§ **Selected text**:
+-------+

Most commissioners said it was a good idea to start a public discussion that includes the county’s point of view.
The city officials’ “arguments have gotten quite a bit of attention but the other side of the story has not,” commissioner Jim Howell said.
“Our property tax and sales tax from this formula are used to benefit all county citizens, 76 percent of which live in Wichita,” Howell said. “So they receive way more from us in our spending.”
But commissioner Dave Unruh cautioned against overreacting to Meitzner and Longwell’s suggestion.
“I’m reluctant to think that we should get too mobilized and defensive on this thing,” Unruh said.
He said a debate over sales tax redistribution could devolve into a divisive argument that pits governments and communities against one another.
“Our services are beneficial to folks in Sedgwick County, whether they live in Viola or whether they live in the city of Wichita,” Unruh said. “We provide those services without checking IDs and seeing where you live.”
“This conversation for our community is not going to be helpful.”
‘Glaring gap’
The tax, 1 cent on every dollar spent, was approved countywide by voters in 1985. The state has a formula that determines how sales tax revenue is distributed.
Meitzner, the City Council member, said it’s probably time to look at a more fair distribution after 30 years with the sales tax.
“There’s a glaring gap that could be balanced,” Meitzner said.
Meitzner said that he and Mayor Longwell, who is in the Wichita sister city of Tlalnepantla, Mexico, have not proposed anything official to the City Council or the Sedgwick County Commission.
“All we did was show them how there was an imbalance in the distribution of the Sedgwick County sales tax,” said Meitzner, referring to a recent meeting with commissioner Karl Peterjohn and chairman Richard Ranzau.
Meitzner said the city of Wichita should get the sales tax revenue its businesses generate, even if it comes from out-of-county residents.
“Everything that’s generated in the city of Wichita is Sedgwick County sales tax that the city has earned by having people spend money,” he said.

+-------+

§ **Data rows**:
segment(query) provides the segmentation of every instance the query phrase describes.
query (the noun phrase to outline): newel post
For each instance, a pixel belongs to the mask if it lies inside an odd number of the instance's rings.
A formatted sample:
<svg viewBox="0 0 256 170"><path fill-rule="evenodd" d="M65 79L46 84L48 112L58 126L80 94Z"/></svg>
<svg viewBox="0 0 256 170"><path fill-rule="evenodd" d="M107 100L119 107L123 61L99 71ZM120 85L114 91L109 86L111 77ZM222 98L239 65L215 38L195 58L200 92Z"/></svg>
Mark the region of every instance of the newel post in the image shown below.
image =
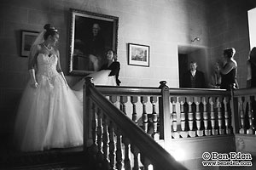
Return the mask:
<svg viewBox="0 0 256 170"><path fill-rule="evenodd" d="M83 88L83 130L84 130L84 151L86 151L88 146L93 143L92 139L92 114L91 104L90 102L90 86L94 86L92 77L86 76Z"/></svg>
<svg viewBox="0 0 256 170"><path fill-rule="evenodd" d="M233 133L239 133L239 111L238 111L238 98L234 96L235 90L231 90L231 125L233 128Z"/></svg>
<svg viewBox="0 0 256 170"><path fill-rule="evenodd" d="M160 139L167 141L172 139L170 93L166 81L161 81L160 83L159 88L161 88L161 97L159 100Z"/></svg>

+-------+

§ **Task set**:
1. In the Sedgwick County sales tax article, in what year did voters approve the countywide sales tax?
2. Resume the Sedgwick County sales tax article from its last sentence and write a few more paragraphs.

§ **Answers per task**:
1. 1985

2.
Meitzner said they were looking at all options, including changing state law. But they have not proposed or crafted a bill they would lobby for in Topeka.
Howell and other commissioners worried that tampering with the state’s formula would have rippling effects outside of Sedgwick County.
“That option potentially doesn’t apply to just Sedgwick County but might affect the whole state,” Howell said.
But Meitzner said there’s no reason for that to happen if the city seeks an exemption to the formula.
Riley, Johnson, Montgomery and Phillips counties have exemptions from the formula, according to Sedgwick County spokesperson Jill Tinsley.
Peterjohn said he thinks the formula has the “perverse” effect of encouraging cities to keep property taxes higher to get back more sales tax revenue. But other commissioners said the formula works well for Sedgwick County or that they did not want to change it.
“They’re basically asking us to pay them some money to not use the Legislature,” said Howell, referring to Longwell and Meitzner’s suggestion as “ransom.”
Holt said it’s the city’s move if they want a change in revenue.
“It seems more like a concept rather than a full, thought-out plan,” Holt said. “Perhaps we should wait to hear more from the City Council before we do a lot more work on this.”